▶

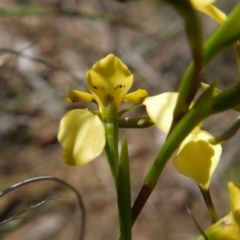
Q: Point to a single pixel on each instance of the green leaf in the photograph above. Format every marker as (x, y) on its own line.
(189, 87)
(225, 35)
(124, 194)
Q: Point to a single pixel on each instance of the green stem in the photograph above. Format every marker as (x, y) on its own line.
(111, 147)
(208, 201)
(120, 171)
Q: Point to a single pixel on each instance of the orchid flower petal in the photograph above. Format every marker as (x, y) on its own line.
(206, 7)
(228, 227)
(78, 96)
(82, 135)
(197, 158)
(137, 96)
(108, 81)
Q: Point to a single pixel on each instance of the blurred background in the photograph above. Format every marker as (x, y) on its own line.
(46, 47)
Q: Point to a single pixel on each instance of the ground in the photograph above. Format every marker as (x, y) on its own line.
(150, 39)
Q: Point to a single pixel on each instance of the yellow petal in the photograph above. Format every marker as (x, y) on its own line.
(160, 109)
(210, 10)
(109, 80)
(137, 96)
(78, 96)
(234, 191)
(82, 135)
(227, 228)
(197, 158)
(201, 3)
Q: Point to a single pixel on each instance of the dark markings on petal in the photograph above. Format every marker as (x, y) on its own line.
(119, 86)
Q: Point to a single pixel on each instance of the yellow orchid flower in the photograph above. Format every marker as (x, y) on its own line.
(206, 7)
(81, 132)
(196, 157)
(227, 228)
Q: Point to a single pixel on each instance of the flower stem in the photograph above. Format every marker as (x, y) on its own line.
(208, 201)
(111, 147)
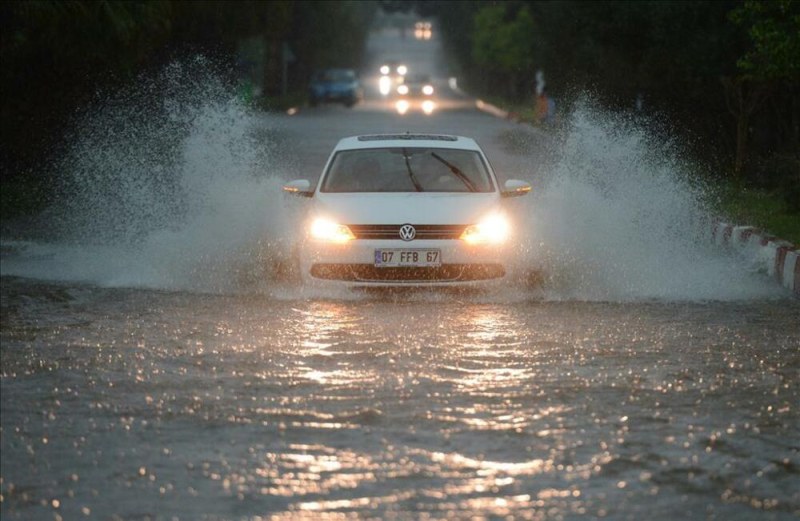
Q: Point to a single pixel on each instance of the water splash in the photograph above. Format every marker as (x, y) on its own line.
(619, 218)
(172, 183)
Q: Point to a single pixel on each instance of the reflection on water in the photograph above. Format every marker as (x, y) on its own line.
(216, 407)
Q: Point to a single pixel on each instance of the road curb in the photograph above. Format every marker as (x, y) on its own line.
(782, 258)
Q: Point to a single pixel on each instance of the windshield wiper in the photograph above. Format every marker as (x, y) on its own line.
(457, 172)
(417, 186)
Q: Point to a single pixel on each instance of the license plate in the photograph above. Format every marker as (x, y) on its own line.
(418, 258)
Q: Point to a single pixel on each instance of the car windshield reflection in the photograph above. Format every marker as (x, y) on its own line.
(407, 169)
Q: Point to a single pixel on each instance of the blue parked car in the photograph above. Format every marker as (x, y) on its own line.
(335, 85)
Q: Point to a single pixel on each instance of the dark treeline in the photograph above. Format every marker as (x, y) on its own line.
(726, 71)
(57, 54)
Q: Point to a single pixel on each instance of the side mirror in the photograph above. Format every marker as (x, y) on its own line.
(515, 187)
(299, 187)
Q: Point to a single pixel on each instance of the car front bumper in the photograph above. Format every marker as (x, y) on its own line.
(353, 264)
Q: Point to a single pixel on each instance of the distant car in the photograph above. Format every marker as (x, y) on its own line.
(416, 85)
(392, 74)
(406, 210)
(335, 86)
(394, 69)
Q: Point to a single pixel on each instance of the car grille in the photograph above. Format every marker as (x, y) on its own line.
(444, 273)
(392, 231)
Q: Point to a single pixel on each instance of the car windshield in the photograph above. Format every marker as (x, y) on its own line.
(407, 169)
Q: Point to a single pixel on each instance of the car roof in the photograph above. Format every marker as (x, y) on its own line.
(407, 140)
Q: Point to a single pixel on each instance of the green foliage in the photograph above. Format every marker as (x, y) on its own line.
(56, 54)
(502, 41)
(774, 30)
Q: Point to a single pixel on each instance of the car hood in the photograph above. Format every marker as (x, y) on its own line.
(400, 208)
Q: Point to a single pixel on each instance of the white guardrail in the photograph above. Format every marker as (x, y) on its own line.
(781, 258)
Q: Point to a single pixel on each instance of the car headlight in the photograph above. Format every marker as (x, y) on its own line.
(491, 230)
(327, 230)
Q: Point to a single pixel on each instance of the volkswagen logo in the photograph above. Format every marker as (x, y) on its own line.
(407, 232)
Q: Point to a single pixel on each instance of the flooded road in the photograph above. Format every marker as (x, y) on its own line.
(151, 367)
(138, 404)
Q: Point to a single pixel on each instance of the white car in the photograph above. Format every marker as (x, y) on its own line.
(406, 210)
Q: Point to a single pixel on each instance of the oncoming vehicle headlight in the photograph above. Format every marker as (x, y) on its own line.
(494, 229)
(327, 230)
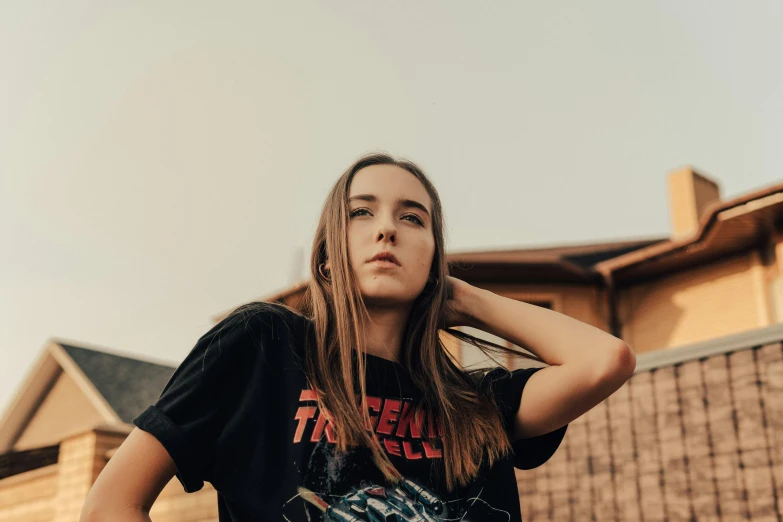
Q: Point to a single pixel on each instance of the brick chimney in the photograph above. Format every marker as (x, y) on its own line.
(690, 193)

◀

Take the listing above and restate it word for word, without its pictures.

Q: Point to a single pixel on each instance of the green leaf in the photograph above. Format every marker as (x, y) on its own line.
(189, 87)
(225, 35)
(124, 194)
Q: Point to a single pixel on each instance of the green stem in the photograph above. Format every marker as (x, y) on its own line.
(111, 147)
(208, 201)
(120, 171)
Q: Point to a single pixel on each instance of the orchid flower petal in the photograph above. Format every marker as (x, y) on its own line.
(206, 7)
(228, 227)
(78, 96)
(82, 135)
(197, 158)
(137, 96)
(108, 81)
Q: Point to a single pixel on each instance of the blurred background in the photograph above. Format every marker as (x, y) on its own line.
(46, 47)
Q: Point to a single pixel on each instance of the ground in the photograph above. Format every marker as (x, y) on its own line.
(150, 39)
Q: Point to a single pixel on each instance of the yellow petal in the photograph above. Format every marker as (x, y) on its own line.
(160, 109)
(210, 10)
(109, 80)
(137, 96)
(78, 96)
(234, 191)
(82, 135)
(227, 228)
(197, 158)
(201, 3)
Q: Point to a single pixel on each instance of the dark markings on petal in the photograph above. Format every marker as (x, y) on its own line.
(119, 86)
Q: Point to a single pixel on each instance of the yellow orchid flower in the photograph above. Format every marker as (x, y) on its own line.
(206, 7)
(81, 132)
(196, 157)
(227, 228)
Q: Point to a single pixel on each instance of the flower stem in the photograph above. Format every marker as (x, y) on its own line.
(208, 201)
(111, 147)
Q: Point to a single pixel on each instance of the water splash in the photograph above. Format every marker as (x, y) on its own line.
(619, 218)
(172, 183)
Q: Point to a single pixel on each instance of the reflection on water in the photograph above. Format every marker as (x, y) on its own line.
(216, 407)
Q: Point to a single pixel on each instance of the road curb in the photograph above. Format every marker as (x, y) on its own line.
(782, 258)
Q: Point to a single pixel on each instance of the windshield wiper in the photograph above. Format every marker as (x, y) on its own line.
(457, 172)
(417, 186)
Q: Point to a single pixel on each instance of the license plate in the photograph above. Format every marker as (x, y) on its own line.
(418, 258)
Q: Point to a single pixel on each instance of the car windshield reflection in the photograph above. Format every marker as (x, y) on its own line.
(407, 169)
Q: Point to a single pixel on each instance of the blue parked car in the photograph above. Format every marker as (x, y) on its own line.
(335, 85)
Q: Point to a single pixel on each instance of the dark treeline in the photograph above. Format every marker as (x, y) on its own line.
(726, 71)
(57, 54)
Q: Point to a single pixel on each instance of the side mirror in the photograph above. Format every marker as (x, y) on its own line.
(515, 187)
(299, 187)
Q: Point to a single pixel on each instance of the car front bumper in the photograph above. Format every marker as (x, y) on its own line.
(353, 264)
Q: Point to a single pixel on each instance of the distant car in the photograph above. Format every marker as (x, y) on its own line.
(416, 85)
(392, 74)
(406, 210)
(335, 86)
(394, 69)
Q: Point to a single pixel on each instance of the car grille in the photograph above. Format every marker as (x, y) on its own line.
(444, 273)
(392, 231)
Q: Point to a single pixel on each instance of the car windshield in the photograph above. Format every marker as (x, y) on its own line.
(407, 169)
Q: Point to a single pixel on each instance of the car roof in the photograph above. Format every marker as (x, y) on its own line.
(407, 140)
Q: Point to a single pixel on each instance of the green foliage in the photograph above. Format every marker as (x, y) on its own line.
(56, 54)
(502, 41)
(774, 30)
Q: Point to a single pixel on each instance of the car hood in the photograph above. Format every marker as (x, y) on its own line.
(400, 208)
Q: Point to a single pixel on each instance of the white guardrail in the photograph above. Format every marker as (x, y) on its own line.
(781, 258)
Q: Point to a single pixel on each instance of the car headlight in the photograph above. Format every marker as (x, y) on its own line.
(491, 230)
(327, 230)
Q: Point to a single pixel on each instance of the volkswagen logo in the photograph above. Format every marker as (x, y) on its own line.
(407, 232)
Q: Point to a single pixel on each instance of the flooded road in the photograph above. Format every marker as (x, y) on its own line.
(151, 367)
(138, 404)
Q: Point to a single pixel on each instance of the white car in the photograph above. Format every marker as (x, y) on its own line.
(406, 210)
Q: Point to a single pixel on each instance of the oncoming vehicle headlight in the photograph above. Format every marker as (x, y) on its own line.
(494, 229)
(327, 230)
Q: Point to a single pixel on each instance of the brick chimney in the photograph above. Format every marker as (x, y) on its own line.
(690, 193)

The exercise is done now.